## Start Working data

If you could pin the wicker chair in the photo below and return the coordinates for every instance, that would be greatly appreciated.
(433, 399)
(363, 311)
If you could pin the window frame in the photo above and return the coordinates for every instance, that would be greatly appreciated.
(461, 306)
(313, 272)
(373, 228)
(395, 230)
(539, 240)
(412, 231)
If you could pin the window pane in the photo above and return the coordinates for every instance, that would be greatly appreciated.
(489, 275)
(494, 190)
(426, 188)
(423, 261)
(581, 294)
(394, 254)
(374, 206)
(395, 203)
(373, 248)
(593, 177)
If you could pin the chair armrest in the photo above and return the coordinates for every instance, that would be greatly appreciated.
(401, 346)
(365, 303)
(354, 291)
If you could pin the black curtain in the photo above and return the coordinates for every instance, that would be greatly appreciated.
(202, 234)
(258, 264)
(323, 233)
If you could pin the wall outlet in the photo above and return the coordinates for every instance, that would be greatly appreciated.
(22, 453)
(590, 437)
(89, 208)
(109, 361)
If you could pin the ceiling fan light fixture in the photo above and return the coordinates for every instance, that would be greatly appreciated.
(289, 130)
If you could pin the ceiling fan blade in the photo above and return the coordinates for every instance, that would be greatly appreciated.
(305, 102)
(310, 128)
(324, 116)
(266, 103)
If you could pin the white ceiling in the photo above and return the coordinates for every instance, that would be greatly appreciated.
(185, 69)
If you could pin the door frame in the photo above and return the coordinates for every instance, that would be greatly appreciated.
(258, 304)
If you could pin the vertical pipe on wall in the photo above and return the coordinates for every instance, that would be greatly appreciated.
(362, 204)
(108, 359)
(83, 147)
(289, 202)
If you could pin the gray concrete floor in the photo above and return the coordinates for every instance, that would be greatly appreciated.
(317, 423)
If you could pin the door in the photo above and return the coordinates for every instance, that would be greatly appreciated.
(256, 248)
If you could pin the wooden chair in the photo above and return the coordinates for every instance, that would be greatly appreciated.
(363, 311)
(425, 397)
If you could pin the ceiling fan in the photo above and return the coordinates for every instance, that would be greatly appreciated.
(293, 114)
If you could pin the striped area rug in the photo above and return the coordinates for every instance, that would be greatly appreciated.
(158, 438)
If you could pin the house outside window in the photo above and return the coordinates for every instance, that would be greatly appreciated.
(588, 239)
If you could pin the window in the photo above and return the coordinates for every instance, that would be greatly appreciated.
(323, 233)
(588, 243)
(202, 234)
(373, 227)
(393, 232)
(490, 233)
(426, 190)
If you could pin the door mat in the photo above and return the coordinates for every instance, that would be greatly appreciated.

## End Working data

What to do: Copy the entries from the line containing "If you could pin the ceiling fan in" through the last entry, requests included. Shift every coordinate in the answers up by 144 and leave the requests unchanged.

Task answer:
If you could pin the ceiling fan in the photo above and return the coordinates for every instance, that would be greatly appreciated.
(437, 258)
If you could pin the striped area rug in the photo above and return the coordinates for every instance, that would be greatly appreciated.
(302, 582)
If you could pin the house outside window in the photo above and return the coordinates for every instance, that would be greatly appreciated.
(732, 383)
If you could pin the window in the photo above and return the coordinates for every instance, that would be greatly appreciated.
(467, 377)
(732, 387)
(346, 378)
(517, 371)
(537, 376)
(634, 377)
(570, 334)
If you could pin the door mat in the photo above and return the coordinates for every instance, that would be greatly appreciated.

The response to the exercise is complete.